* _Selected text_
=== Begin Enclosure ===
Arabian state from 1856 to 1970

The Sultanate of Muscat and Oman (سلطنة مسقط وعمان), also known briefly as the State of Muscat and Oman (دولة مسقط وعمان) during the rule of Taimur bin Faisal, was a sovereign state that encompassed the present-day Sultanate of Oman and parts of present-day United Arab Emirates and Pakistan, in the second half of the 19th century and 20th century.

In 1856, upon the death of the last ruler of the Omani Empire, Said bin Sultan, the empire split into two separate political entities: the Sultanate of Muscat and Oman and the Sultanate of Zanzibar. The former continued to be led by the Al Busaid dynasty, but transitioned into a new form of government after the palace coup of 23 July 1970 in which the sultan Said bin Taimur was immediately deposed in favour of his son Qaboos bin Said. The current Sultanate of Oman is the direct successor to the Sultanate of Muscat and Oman.
=== End Enclosure ===
According to the passage on the Sultanate of Muscat and Oman, into which two political entities did the Omani Empire split in 1856?

* _Supplied information_
=== Begin Enclosure ===
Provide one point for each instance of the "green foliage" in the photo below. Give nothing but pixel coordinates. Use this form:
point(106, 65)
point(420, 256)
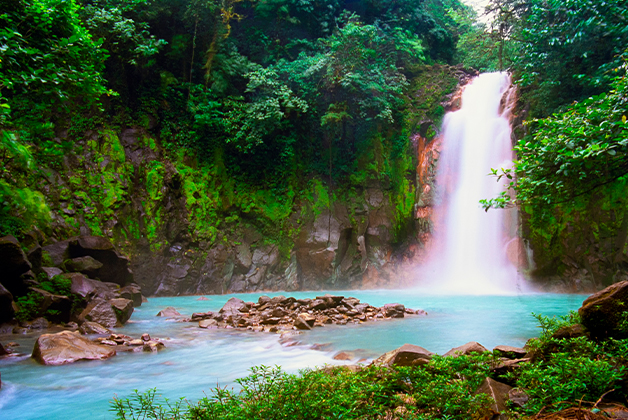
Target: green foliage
point(47, 53)
point(441, 391)
point(572, 159)
point(563, 50)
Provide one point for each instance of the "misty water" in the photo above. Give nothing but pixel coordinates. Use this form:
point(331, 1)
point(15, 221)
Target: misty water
point(196, 360)
point(469, 258)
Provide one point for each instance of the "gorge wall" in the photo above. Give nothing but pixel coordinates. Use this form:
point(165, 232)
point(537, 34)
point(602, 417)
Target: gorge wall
point(189, 228)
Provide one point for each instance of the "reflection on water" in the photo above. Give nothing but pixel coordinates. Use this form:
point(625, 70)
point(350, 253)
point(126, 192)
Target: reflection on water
point(197, 360)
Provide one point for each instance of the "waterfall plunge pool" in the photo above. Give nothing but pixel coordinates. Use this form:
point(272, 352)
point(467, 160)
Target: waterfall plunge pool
point(196, 360)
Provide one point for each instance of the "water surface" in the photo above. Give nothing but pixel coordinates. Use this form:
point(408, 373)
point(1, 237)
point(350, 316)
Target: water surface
point(197, 360)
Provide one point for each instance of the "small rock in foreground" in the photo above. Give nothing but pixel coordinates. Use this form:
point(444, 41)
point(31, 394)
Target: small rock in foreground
point(68, 347)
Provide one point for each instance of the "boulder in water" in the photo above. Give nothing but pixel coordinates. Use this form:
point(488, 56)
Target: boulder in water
point(466, 349)
point(394, 310)
point(123, 309)
point(603, 312)
point(208, 323)
point(233, 305)
point(89, 327)
point(406, 355)
point(169, 312)
point(510, 351)
point(132, 292)
point(68, 347)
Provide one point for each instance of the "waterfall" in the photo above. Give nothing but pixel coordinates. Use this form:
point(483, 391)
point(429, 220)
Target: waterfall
point(469, 250)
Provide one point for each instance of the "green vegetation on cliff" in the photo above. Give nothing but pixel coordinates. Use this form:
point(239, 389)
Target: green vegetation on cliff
point(113, 111)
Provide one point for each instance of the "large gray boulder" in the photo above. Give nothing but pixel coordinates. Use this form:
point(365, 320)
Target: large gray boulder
point(233, 305)
point(68, 347)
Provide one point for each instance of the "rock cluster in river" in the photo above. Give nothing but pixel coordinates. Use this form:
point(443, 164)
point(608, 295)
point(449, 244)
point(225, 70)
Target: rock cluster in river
point(283, 313)
point(70, 346)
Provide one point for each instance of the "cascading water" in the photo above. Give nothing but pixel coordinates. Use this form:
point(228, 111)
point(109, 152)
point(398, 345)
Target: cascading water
point(468, 254)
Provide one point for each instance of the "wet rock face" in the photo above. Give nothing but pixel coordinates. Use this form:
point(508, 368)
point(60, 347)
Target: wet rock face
point(101, 312)
point(115, 266)
point(6, 305)
point(605, 313)
point(332, 250)
point(14, 263)
point(68, 347)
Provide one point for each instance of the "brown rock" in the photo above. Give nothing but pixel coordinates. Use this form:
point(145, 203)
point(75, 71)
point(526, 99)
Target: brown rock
point(208, 323)
point(61, 305)
point(132, 292)
point(233, 305)
point(6, 305)
point(510, 352)
point(169, 312)
point(302, 324)
point(123, 309)
point(602, 312)
point(318, 304)
point(68, 347)
point(497, 391)
point(406, 355)
point(86, 265)
point(99, 311)
point(89, 327)
point(89, 288)
point(153, 346)
point(394, 310)
point(115, 267)
point(343, 356)
point(14, 263)
point(466, 349)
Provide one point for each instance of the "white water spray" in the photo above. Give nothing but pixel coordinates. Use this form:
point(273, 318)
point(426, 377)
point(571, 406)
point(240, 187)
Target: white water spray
point(469, 255)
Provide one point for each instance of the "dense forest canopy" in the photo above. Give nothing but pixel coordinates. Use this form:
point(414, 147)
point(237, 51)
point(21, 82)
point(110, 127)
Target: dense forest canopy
point(271, 92)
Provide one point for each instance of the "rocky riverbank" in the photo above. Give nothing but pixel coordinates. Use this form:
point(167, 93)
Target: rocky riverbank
point(282, 313)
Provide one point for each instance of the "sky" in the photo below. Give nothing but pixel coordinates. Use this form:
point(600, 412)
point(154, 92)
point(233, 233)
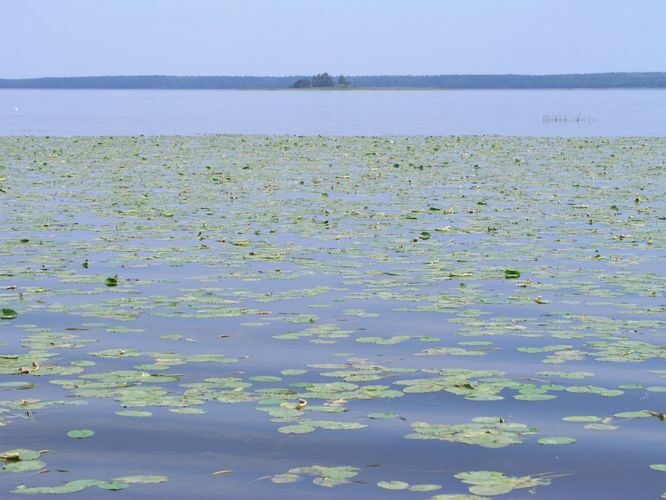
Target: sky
point(351, 37)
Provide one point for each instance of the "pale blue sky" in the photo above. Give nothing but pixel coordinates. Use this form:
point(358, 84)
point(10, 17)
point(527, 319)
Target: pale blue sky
point(287, 37)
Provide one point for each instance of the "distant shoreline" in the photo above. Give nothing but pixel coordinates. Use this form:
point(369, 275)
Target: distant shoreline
point(653, 80)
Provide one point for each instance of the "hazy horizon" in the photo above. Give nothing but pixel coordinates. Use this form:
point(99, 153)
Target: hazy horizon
point(297, 75)
point(69, 38)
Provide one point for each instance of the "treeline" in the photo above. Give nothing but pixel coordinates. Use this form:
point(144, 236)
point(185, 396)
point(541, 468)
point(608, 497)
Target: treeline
point(592, 81)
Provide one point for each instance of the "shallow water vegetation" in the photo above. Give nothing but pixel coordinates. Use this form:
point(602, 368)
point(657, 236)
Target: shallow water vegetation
point(194, 281)
point(489, 432)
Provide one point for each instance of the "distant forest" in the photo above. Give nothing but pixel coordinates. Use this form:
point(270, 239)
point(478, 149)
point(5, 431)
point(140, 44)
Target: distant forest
point(574, 81)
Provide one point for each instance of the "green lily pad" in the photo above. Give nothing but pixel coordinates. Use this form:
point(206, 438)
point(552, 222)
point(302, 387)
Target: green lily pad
point(80, 433)
point(6, 313)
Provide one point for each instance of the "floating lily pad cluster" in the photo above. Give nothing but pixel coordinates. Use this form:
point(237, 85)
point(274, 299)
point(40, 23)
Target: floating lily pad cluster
point(489, 432)
point(155, 281)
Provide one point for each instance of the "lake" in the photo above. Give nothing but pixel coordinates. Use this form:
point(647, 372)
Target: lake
point(570, 113)
point(258, 316)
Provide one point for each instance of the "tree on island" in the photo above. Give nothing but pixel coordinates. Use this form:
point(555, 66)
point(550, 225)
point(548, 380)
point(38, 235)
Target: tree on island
point(322, 80)
point(303, 83)
point(343, 82)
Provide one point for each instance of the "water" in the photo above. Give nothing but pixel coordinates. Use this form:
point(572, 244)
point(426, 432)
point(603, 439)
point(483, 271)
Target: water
point(290, 258)
point(570, 113)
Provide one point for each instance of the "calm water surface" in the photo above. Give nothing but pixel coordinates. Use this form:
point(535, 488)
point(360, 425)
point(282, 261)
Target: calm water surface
point(570, 113)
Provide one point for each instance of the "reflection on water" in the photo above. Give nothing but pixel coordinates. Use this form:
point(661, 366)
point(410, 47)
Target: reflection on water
point(366, 276)
point(570, 113)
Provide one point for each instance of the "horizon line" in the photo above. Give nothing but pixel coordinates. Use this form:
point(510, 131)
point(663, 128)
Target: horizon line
point(334, 74)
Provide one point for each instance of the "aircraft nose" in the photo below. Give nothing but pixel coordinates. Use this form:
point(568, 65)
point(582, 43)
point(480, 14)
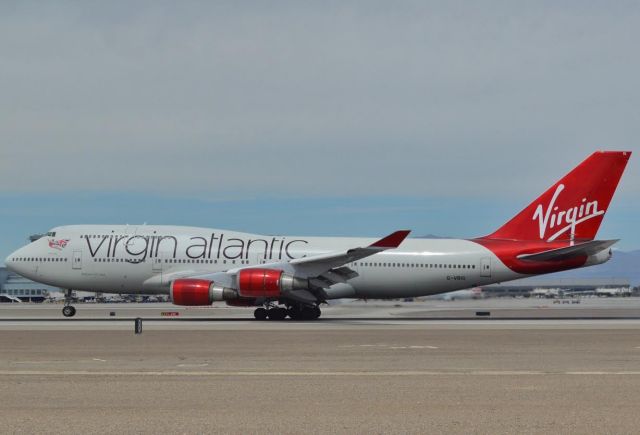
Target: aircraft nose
point(10, 262)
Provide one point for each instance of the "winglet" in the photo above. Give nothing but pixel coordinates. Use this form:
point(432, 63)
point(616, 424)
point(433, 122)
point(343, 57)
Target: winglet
point(393, 240)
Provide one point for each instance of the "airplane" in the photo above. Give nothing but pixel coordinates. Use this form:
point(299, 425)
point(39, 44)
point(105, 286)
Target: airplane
point(286, 276)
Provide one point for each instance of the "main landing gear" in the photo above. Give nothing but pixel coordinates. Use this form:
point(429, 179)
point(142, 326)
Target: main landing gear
point(68, 310)
point(294, 312)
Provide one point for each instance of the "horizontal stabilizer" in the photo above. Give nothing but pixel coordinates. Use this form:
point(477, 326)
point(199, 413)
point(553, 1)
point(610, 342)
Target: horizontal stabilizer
point(580, 250)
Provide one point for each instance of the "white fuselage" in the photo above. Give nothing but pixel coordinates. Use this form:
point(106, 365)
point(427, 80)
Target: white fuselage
point(143, 260)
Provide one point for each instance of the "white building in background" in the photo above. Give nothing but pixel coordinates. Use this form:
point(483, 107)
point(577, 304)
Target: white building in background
point(16, 288)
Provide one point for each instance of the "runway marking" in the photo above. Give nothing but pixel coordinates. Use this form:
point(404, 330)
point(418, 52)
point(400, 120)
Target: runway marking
point(312, 374)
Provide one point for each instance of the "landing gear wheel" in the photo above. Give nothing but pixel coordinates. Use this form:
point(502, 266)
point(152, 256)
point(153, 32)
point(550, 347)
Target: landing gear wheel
point(277, 313)
point(260, 314)
point(68, 311)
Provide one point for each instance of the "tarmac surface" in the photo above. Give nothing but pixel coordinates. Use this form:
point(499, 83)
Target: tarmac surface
point(432, 367)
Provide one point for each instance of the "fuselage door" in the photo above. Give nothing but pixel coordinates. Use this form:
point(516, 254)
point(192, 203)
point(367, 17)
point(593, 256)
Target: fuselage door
point(156, 265)
point(485, 267)
point(76, 263)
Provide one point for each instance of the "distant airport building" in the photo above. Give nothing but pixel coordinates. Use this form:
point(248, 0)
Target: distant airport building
point(16, 288)
point(559, 286)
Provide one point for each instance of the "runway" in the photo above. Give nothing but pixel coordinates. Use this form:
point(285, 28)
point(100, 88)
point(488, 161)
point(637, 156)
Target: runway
point(357, 372)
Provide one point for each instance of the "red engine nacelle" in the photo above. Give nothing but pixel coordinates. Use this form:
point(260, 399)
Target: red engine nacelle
point(194, 292)
point(259, 283)
point(267, 283)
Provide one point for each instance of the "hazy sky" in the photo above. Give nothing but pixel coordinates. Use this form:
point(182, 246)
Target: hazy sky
point(170, 112)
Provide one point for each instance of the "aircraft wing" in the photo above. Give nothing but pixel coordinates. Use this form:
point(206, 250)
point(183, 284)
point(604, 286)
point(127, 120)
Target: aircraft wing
point(325, 269)
point(579, 250)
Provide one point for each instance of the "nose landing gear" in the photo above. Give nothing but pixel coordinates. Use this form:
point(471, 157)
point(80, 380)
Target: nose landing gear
point(68, 310)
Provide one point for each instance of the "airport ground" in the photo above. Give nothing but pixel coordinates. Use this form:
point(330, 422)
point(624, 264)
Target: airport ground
point(432, 367)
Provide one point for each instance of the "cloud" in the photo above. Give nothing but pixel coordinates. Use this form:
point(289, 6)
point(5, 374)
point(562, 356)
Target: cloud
point(318, 99)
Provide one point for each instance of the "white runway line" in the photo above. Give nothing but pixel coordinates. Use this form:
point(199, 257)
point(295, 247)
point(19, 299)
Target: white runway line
point(311, 374)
=== End Enclosure ===
* _Exercise answer_
The Sultanate of Muscat and Oman and the Sultanate of Zanzibar.